**FRAGMENTO DEL DOCUMENTO:**
__________
Por Carol Milkewitz ///
Saber que es día de gimnasia me pone mal. Si es de mañana, lo más difícil es levantarme de la cama para ir. Si es de tarde, lo más complicado es levantarme de la cama para ir.
El lunes falto porque recién arranca la semana. El martes también, anunciaron lluvia. El miércoles, difícil que vaya porque no llueve. Jueves y viernes no voy porque no dan las clases que me gustan. Aunque lunes, martes y miércoles, tampoco.
Cuando entro, no puedo parar de sorprenderme de lo moderno que es el gimnasio, súper renovado. Siempre hay una reforma. Cambian de color las paredes, el espejo de lugar, hasta cambian la gente. Es lo que tiene ir cada cinco años.
__________
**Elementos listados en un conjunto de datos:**

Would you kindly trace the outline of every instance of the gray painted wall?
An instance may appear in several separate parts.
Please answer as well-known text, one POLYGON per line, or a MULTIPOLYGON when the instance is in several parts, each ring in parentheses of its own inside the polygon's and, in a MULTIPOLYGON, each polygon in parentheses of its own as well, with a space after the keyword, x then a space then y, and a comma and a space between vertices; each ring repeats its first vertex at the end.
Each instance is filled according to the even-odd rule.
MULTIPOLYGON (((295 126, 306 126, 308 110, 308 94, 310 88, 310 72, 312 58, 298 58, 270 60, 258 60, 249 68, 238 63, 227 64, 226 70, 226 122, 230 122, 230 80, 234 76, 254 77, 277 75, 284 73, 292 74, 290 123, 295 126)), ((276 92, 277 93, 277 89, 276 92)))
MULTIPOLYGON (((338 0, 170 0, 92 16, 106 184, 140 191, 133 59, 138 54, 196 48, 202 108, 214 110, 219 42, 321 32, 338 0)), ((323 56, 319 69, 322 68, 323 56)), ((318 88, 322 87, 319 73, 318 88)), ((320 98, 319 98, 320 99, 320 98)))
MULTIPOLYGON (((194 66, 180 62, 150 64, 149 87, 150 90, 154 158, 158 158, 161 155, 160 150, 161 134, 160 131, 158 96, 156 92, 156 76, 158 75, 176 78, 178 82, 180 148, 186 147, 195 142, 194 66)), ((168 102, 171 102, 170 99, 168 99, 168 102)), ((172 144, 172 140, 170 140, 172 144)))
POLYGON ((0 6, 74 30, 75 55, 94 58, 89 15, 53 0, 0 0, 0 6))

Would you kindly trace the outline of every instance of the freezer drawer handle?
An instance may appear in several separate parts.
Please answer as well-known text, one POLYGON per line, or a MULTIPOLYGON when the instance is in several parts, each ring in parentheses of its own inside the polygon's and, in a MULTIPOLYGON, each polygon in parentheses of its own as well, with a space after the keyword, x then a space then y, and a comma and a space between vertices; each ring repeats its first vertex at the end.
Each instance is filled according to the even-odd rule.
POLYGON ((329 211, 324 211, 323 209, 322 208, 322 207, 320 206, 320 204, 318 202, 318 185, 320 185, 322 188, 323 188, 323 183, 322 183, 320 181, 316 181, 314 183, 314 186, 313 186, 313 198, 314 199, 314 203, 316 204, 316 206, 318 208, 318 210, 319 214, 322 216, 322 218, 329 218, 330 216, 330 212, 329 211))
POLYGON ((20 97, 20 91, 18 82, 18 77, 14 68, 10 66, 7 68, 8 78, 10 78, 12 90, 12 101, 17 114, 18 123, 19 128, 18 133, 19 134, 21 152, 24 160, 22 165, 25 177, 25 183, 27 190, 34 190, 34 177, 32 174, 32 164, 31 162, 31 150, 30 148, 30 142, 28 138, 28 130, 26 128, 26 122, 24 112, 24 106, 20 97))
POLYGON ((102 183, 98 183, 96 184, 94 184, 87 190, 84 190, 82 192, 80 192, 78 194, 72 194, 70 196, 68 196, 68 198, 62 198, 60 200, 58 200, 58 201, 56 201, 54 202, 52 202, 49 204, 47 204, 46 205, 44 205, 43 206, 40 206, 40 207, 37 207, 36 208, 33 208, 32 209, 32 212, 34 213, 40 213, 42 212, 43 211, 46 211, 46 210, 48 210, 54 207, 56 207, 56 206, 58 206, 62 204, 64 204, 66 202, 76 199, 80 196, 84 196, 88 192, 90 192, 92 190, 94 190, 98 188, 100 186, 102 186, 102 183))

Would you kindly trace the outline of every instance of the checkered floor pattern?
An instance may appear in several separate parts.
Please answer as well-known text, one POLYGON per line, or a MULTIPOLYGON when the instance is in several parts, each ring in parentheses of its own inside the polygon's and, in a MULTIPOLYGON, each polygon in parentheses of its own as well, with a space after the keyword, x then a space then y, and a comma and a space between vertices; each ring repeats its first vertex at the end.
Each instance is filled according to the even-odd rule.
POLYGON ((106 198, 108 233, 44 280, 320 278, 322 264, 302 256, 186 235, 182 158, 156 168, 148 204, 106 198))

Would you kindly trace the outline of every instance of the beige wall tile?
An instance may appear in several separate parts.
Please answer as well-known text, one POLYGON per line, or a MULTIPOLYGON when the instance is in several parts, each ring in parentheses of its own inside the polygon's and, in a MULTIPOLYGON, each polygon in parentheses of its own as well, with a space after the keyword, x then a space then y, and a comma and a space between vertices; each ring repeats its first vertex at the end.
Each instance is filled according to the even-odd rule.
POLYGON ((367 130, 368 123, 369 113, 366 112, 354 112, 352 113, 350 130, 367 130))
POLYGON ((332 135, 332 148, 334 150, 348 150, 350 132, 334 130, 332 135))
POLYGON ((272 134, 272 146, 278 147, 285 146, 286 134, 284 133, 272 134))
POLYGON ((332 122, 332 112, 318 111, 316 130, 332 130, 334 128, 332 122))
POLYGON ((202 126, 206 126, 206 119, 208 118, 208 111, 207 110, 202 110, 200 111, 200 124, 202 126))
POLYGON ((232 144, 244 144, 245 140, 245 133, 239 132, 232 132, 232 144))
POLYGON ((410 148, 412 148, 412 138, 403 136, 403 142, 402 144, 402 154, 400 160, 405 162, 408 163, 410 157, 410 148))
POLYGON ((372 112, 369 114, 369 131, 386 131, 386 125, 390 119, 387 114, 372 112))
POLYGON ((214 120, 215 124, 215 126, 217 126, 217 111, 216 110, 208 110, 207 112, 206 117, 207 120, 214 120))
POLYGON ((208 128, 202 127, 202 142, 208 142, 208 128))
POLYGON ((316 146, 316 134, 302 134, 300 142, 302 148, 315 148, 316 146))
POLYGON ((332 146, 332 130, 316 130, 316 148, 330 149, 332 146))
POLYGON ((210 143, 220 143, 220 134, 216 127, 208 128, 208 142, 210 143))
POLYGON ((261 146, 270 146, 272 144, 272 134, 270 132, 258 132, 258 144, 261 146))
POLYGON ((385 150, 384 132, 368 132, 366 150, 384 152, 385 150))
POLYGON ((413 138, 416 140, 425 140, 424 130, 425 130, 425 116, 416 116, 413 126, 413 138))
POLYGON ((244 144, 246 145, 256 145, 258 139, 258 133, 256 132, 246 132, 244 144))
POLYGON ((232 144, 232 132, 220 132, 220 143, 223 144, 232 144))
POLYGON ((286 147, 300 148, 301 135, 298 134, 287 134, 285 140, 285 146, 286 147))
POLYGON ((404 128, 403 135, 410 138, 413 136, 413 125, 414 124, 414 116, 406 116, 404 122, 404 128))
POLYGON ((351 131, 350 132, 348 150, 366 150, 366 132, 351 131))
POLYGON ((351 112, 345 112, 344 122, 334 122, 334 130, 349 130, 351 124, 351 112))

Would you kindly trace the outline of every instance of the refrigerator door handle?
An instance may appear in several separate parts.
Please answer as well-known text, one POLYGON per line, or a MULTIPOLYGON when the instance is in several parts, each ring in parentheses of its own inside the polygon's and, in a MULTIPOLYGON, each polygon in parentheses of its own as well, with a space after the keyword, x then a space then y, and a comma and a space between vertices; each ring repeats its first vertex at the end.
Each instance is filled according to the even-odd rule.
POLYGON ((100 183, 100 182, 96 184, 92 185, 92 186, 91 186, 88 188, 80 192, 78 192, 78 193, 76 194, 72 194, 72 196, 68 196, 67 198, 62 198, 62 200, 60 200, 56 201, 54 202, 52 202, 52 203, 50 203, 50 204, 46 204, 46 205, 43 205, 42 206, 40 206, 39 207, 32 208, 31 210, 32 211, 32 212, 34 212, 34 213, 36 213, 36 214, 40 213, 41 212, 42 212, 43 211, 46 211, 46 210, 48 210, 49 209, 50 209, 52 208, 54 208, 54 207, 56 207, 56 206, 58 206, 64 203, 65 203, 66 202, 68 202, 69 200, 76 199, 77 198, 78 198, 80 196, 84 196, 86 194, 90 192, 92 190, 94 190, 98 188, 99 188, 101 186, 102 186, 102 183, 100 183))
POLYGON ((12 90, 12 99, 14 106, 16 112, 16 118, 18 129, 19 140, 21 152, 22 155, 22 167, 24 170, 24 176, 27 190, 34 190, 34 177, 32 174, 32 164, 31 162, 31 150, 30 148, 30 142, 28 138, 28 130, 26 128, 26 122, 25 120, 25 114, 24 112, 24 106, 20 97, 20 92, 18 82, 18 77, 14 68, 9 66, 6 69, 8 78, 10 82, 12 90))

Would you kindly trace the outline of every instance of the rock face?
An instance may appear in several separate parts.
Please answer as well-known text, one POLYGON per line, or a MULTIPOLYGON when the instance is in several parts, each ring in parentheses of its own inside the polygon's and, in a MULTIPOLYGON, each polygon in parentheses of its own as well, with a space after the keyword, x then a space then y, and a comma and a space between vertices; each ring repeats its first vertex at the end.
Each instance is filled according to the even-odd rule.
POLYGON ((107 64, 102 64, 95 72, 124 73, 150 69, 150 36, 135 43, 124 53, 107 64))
__________
**QUÉ HACER:**
1) Responde estas preguntas según el texto sobre el gimnasio:
(a) ¿Por qué falta quien escribe el lunes?
(b) ¿Por qué no va los jueves y viernes?
(c) ¿Cada cuánto tiempo va al gimnasio?
2) Transcribe del texto sobre el gimnasio el pasaje que empieza con las palabras que contienen "El lunes falto" y termina con "cada cinco años.".

**RESPUESTAS:**
1)
(a) Falta el lunes porque recién arranca la semana.
(b) No va esos días porque no dan las clases que le gustan.
(c) Va cada cinco años.

2)
El lunes falto porque recién arranca la semana. El martes también, anunciaron lluvia. El miércoles, difícil que vaya porque no llueve. Jueves y viernes no voy porque no dan las clases que me gustan. Aunque lunes, martes y miércoles, tampoco.
Cuando entro, no puedo parar de sorprenderme de lo moderno que es el gimnasio, súper renovado. Siempre hay una reforma. Cambian de color las paredes, el espejo de lugar, hasta cambian la gente. Es lo que tiene ir cada cinco años.